-------- RECORDS FOR THE TASK --------
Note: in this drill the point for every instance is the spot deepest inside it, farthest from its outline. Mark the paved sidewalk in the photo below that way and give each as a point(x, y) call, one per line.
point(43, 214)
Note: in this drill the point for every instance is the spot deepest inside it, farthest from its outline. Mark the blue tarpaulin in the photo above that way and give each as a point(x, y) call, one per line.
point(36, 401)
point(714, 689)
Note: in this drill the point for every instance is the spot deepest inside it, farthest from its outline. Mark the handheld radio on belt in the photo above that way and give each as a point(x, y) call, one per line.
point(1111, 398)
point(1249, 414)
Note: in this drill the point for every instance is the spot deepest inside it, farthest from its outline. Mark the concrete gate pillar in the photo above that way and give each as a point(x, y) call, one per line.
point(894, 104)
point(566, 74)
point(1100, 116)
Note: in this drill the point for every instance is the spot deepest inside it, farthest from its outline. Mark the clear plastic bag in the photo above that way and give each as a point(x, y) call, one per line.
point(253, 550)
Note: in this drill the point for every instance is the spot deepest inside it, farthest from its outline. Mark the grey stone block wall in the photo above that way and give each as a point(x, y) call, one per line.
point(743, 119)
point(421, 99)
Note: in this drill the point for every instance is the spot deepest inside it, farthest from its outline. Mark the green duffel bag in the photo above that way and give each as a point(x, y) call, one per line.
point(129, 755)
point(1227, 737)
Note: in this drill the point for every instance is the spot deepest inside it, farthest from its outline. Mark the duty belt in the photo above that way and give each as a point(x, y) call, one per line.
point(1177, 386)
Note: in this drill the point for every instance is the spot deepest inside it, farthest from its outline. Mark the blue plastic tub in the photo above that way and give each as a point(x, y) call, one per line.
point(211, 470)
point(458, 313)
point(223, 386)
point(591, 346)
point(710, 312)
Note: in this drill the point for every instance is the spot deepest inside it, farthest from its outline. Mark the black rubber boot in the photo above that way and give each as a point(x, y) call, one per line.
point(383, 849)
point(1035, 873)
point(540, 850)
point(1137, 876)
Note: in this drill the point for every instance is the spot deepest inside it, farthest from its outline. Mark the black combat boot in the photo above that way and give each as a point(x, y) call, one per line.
--------
AIM OF THE TASK
Each line must be given again exactly as written above.

RESPONSE TO THE TASK
Note: in this drill the point for every instance is the spot deepest inside it, farthest from its outline. Mark the paved sidewalk in the photo below that way and give each as a point(x, y) call, one per line.
point(43, 214)
Note: in this drill the point for every instance is the spot deepest inside it, farthest from its outline. Mark the blue tarpaulin in the photo above that way and give each as a point(x, y) call, one per line.
point(36, 401)
point(714, 689)
Note: in this drill the point for every instance is the spot deepest inside it, farthest from its outline. Mark the handheld radio on belt in the photo above that way and give each as a point(x, y) call, one per line.
point(1111, 398)
point(1249, 414)
Note: in this drill the point for every instance is the spot deepest inside it, farthest from its outline. Mark the concrete gate pillar in the photo above that way and give each as a point(x, y) call, one per line.
point(894, 104)
point(566, 74)
point(1100, 116)
Note: in this drill the point for every instance is the spot deepest inside it, farthest from its outline. Mark the clear plastic bag in the photo above that way and give each as a point(x, y) call, one per line.
point(253, 550)
Note: in this drill the point for every instance is the spot deepest inside it, farthest from its outline. Mark the grey stone block wall in the photo above that way and give each as a point(x, y) call, one per line.
point(743, 119)
point(421, 99)
Note: in this drill the point for every instance is the spot deepest inside it, farthest from its outline. Mark the green duffel bag in the photo above that way and give each as a point(x, y) call, one per line.
point(129, 755)
point(1227, 737)
Note: in this drill the point for every instance is the spot deepest inside it, farthest from its outline. Mark the duty belt in the photo above that way and give each as a point(x, y) call, one per line.
point(1177, 386)
Note: in this drill the point for every instance is the spot deepest inside it, farthest from its outline. Mark the blue plastic tub in the photo above that way and give each as a point(x, y) call, one per line.
point(211, 470)
point(458, 313)
point(223, 386)
point(591, 346)
point(710, 312)
Note: in this drill the point for every instance is the spot deepest inside it, farthest from its outline. Mark the black rubber boot in the photo above that way and give each as a point(x, y) call, one per line.
point(383, 849)
point(1035, 873)
point(540, 850)
point(1137, 876)
Note: in this drill the point for every instance is the spot deepest inside it, farthest from its outline. Mark the black combat boot in the photo above that way and give each as a point(x, y) call, one per line.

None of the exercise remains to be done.